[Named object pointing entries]
Start
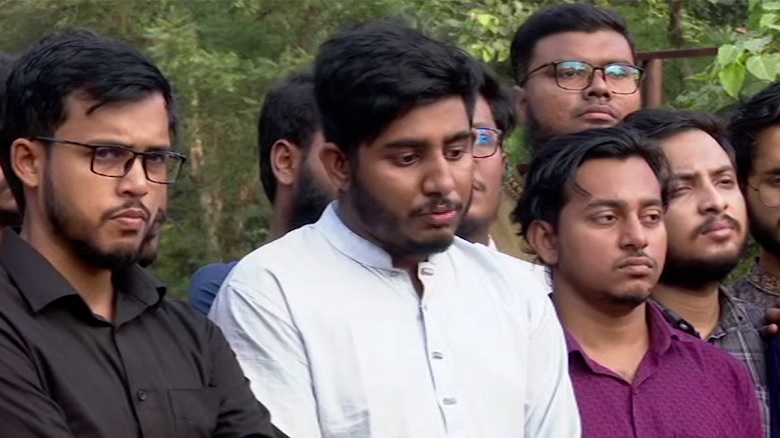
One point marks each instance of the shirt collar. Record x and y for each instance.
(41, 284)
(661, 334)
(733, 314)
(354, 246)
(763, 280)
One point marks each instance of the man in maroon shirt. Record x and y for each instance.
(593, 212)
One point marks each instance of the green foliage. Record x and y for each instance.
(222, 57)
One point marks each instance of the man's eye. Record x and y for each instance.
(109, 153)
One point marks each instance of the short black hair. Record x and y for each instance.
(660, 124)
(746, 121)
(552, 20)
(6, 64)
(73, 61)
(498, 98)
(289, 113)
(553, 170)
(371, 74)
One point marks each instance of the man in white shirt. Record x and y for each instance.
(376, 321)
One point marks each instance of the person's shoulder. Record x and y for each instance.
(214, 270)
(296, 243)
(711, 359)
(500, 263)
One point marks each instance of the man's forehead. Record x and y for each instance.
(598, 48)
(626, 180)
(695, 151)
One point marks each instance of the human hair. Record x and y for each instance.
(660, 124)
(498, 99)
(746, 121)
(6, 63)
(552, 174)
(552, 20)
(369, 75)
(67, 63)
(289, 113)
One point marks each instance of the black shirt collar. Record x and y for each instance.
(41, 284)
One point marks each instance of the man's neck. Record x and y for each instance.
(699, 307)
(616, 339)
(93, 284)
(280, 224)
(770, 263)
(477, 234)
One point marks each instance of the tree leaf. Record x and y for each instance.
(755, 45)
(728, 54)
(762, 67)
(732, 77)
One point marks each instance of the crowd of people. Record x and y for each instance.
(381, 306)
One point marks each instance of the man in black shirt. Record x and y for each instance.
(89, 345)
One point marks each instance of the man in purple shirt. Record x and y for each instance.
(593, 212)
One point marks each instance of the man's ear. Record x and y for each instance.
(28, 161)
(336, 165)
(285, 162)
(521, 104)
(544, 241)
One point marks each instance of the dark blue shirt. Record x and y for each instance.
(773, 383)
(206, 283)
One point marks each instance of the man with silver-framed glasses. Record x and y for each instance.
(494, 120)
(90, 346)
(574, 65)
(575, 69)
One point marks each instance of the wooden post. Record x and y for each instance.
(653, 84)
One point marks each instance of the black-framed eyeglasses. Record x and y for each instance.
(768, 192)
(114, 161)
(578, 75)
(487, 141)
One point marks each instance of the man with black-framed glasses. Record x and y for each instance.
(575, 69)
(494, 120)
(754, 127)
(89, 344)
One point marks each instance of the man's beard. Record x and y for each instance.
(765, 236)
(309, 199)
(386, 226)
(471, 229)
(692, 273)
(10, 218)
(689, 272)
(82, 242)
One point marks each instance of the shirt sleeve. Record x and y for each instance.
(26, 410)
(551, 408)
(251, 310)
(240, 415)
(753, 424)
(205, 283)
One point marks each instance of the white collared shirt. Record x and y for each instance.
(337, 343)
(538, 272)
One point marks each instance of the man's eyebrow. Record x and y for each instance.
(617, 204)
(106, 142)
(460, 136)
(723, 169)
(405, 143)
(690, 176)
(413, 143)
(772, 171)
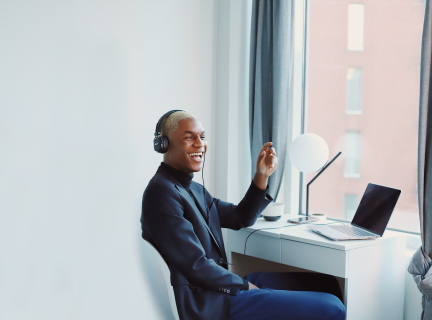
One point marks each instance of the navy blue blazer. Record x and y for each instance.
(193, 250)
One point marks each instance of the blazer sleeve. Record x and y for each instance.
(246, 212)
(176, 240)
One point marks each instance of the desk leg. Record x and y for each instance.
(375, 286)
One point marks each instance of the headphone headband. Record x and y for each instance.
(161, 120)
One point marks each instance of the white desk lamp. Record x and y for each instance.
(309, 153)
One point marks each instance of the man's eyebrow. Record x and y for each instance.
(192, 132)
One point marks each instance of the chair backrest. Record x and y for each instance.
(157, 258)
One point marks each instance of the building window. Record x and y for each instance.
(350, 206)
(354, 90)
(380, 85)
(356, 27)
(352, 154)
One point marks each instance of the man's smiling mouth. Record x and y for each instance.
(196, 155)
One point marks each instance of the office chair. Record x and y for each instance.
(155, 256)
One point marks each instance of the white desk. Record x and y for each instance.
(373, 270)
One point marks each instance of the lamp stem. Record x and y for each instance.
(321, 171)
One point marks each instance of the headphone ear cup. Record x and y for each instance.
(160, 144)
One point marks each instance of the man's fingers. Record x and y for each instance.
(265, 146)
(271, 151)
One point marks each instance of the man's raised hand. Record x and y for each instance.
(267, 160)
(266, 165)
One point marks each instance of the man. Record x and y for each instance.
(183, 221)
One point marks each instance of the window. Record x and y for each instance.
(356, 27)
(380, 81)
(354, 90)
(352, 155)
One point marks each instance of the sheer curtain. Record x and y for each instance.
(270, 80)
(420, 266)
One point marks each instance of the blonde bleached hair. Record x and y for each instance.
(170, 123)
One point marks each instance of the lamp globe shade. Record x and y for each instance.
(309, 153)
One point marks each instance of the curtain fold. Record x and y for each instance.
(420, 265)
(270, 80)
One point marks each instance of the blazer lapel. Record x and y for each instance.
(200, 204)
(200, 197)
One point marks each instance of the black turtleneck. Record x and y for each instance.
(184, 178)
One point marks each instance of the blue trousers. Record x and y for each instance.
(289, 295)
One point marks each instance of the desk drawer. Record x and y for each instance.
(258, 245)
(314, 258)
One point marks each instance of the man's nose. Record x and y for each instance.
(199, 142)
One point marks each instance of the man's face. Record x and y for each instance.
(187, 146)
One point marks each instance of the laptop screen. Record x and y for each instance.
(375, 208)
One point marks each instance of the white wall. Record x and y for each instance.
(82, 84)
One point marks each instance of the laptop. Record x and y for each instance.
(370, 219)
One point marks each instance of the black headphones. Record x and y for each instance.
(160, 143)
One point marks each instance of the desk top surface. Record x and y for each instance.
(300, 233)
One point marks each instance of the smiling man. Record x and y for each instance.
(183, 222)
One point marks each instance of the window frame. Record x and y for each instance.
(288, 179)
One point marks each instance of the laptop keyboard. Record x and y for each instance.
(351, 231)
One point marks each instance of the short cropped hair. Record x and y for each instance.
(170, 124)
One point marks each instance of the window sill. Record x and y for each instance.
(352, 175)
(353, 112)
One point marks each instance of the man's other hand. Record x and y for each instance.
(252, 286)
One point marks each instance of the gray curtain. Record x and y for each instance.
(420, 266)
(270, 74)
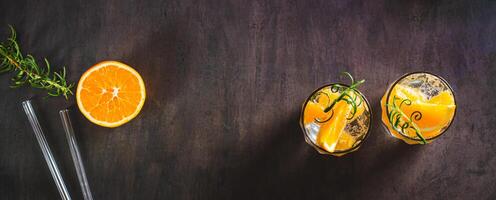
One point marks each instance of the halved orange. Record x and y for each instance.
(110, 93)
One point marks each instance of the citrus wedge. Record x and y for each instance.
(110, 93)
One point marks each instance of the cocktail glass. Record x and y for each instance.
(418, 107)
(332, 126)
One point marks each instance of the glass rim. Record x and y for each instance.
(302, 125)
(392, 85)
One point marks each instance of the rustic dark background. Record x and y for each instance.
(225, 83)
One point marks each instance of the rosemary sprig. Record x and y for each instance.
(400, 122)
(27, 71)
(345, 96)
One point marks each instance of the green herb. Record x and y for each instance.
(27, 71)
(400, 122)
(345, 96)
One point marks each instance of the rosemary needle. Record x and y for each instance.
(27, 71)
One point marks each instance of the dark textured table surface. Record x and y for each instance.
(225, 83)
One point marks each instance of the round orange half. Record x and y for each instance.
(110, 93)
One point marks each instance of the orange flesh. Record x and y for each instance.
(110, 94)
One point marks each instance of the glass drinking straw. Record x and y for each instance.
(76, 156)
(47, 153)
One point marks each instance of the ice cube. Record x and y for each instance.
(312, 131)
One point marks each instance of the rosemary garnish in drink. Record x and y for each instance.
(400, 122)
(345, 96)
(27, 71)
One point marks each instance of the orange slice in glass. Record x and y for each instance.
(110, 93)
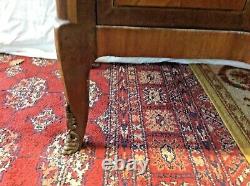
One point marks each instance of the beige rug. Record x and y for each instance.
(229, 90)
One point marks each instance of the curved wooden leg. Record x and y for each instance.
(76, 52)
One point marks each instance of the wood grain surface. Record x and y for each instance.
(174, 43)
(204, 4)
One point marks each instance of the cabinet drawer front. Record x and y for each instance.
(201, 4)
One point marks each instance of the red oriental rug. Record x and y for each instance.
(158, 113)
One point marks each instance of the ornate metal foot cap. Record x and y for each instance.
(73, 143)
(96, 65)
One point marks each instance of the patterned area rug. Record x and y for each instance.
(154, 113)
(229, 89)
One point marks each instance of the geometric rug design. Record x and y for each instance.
End
— GOAL —
Give back the lines of the listing from the one with "One point marks each instance of the curved" through the end, both included, exactly as written and with nothing added.

— FINAL ANSWER —
One point marks each instance of the curved wooden leg. Record x and y for each instance.
(76, 52)
One point marks each instance of the wood grain surface. Record x and y for each instance.
(174, 43)
(204, 4)
One point marks each instance of the cabinet drawer front. Record x and y for each instance.
(201, 4)
One point marks each instance of the red oriental rug. Record x and y for each instance.
(158, 113)
One point marks each instance of the ornate metal foot cap. Record x and y for each instance.
(73, 143)
(96, 65)
One point marks each instance of the patterned area rug. Record x and y for each instance.
(154, 113)
(229, 89)
One point marks each instance of the geometric rug design. Record x and y for each instance.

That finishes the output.